Excerto do texto:
++++++
"Tem-se assistido em todo o mundo a um desenvolvimento extraordinário das energias renováveis"
A sua intervenção na conferência vai deter-se na Energia Renovável Marinha (ERM), num contexto global e também à escala portuguesa. Do que falamos quando nos referimos à ERM e quais são as suas principais fontes?
As Energias Renováveis Marinhas são todas as que podem ser produzidas através do oceano ou com localização no oceano, incluindo, por ordem decrescente de contribuição potencial para produzir energia, a energia eólica offshore, a energia das ondas, a energia do gradiente salino, a energia do gradiente térmico (OTEC) e a energia das marés.
Quais são as metas previstas para o desenvolvimento de energia eólica offshore no mundo e na Europa, o que, naturalmente, inclui Portugal? Num momento anterior referiu que "com tecnologia que já existe, seria possível retirar exclusivamente do oceano ".
++++++
Linhas extraídas:
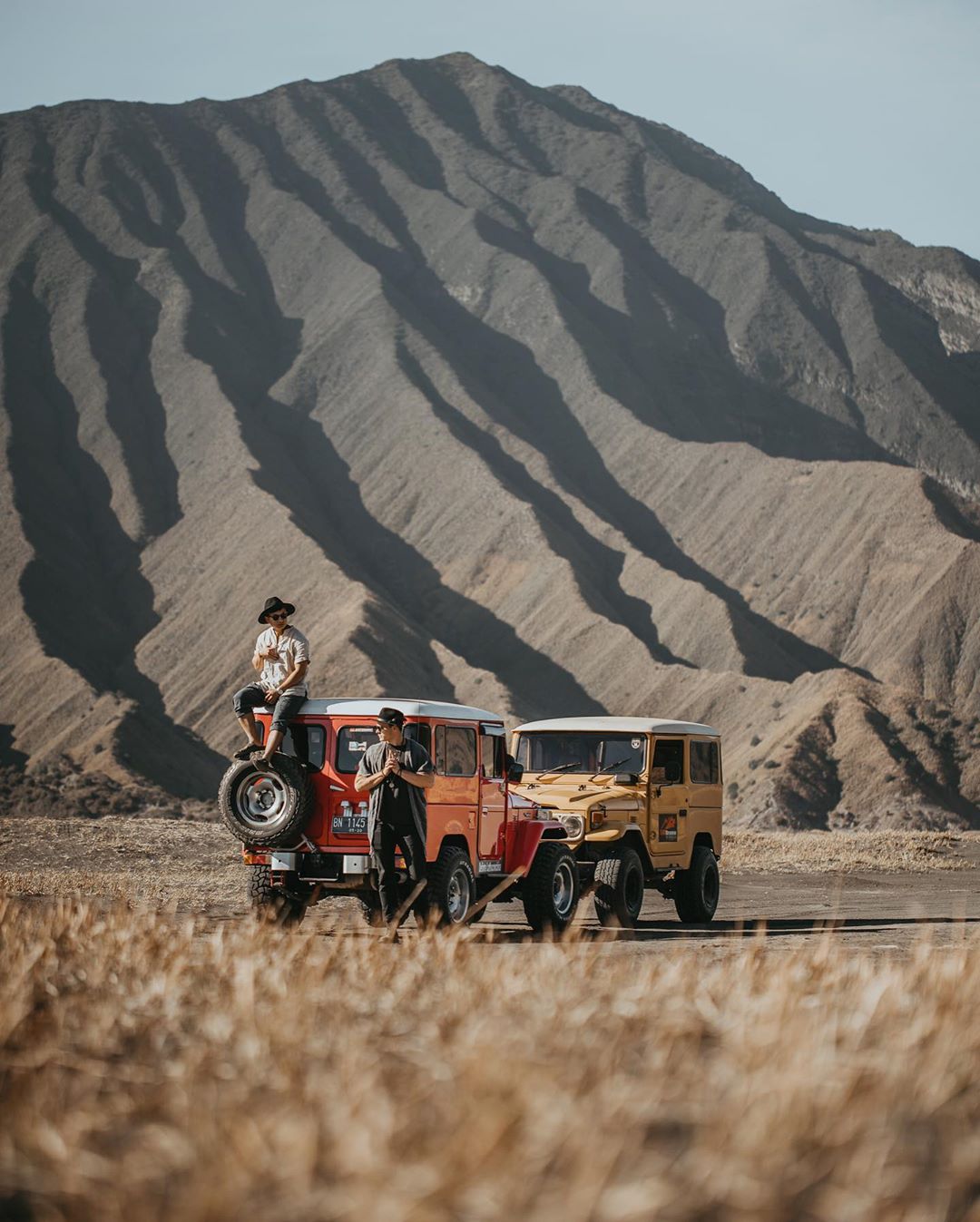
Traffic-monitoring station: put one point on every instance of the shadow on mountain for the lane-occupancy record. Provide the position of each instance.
(121, 320)
(250, 345)
(503, 376)
(83, 589)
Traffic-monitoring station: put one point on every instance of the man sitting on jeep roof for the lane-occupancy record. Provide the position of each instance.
(282, 658)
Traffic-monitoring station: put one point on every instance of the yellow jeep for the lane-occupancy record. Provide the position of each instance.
(641, 800)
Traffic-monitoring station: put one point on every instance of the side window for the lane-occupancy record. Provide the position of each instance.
(455, 750)
(704, 763)
(422, 732)
(493, 756)
(306, 743)
(352, 742)
(669, 754)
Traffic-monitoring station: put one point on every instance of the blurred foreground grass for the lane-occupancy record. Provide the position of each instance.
(155, 1068)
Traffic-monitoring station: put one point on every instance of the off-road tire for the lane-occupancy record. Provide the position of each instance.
(552, 888)
(619, 888)
(441, 902)
(280, 905)
(268, 806)
(695, 890)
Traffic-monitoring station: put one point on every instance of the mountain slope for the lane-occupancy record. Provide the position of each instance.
(519, 398)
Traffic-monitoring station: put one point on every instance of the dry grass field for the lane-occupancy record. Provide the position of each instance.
(169, 1068)
(164, 1059)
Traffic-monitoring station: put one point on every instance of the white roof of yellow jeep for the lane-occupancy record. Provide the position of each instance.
(621, 725)
(345, 708)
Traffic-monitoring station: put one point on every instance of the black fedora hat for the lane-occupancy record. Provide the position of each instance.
(277, 605)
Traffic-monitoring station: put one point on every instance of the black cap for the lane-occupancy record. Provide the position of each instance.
(277, 605)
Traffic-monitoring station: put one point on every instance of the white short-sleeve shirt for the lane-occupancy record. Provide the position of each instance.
(292, 648)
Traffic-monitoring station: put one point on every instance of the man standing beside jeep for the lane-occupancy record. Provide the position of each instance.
(396, 771)
(282, 659)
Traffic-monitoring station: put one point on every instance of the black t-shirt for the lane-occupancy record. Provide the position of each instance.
(396, 806)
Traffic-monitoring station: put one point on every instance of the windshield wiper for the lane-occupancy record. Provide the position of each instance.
(610, 767)
(561, 767)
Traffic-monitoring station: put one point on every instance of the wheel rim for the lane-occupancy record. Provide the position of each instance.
(633, 891)
(457, 896)
(261, 802)
(564, 888)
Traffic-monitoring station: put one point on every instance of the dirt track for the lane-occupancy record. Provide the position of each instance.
(196, 868)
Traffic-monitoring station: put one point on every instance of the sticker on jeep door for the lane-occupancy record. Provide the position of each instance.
(667, 830)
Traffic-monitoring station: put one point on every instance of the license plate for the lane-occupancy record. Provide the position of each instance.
(349, 825)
++++++
Objetivo da tarefa:
No excerto sobre energias renováveis marinhas, reescreva o trecho que começa em "A sua intervenção" e segue até "energia das marés.", substituindo "oceano" por "mar". Baseie-se apenas no texto.

Resultado do exercício:
A sua intervenção na conferência vai deter-se na Energia Renovável Marinha (ERM), num contexto global e também à escala portuguesa. Do que falamos quando nos referimos à ERM e quais são as suas principais fontes?
As Energias Renováveis Marinhas são todas as que podem ser produzidas através do mar ou com localização no mar, incluindo, por ordem decrescente de contribuição potencial para produzir energia, a energia eólica offshore, a energia das ondas, a energia do gradiente salino, a energia do gradiente térmico (OTEC) e a energia das marés.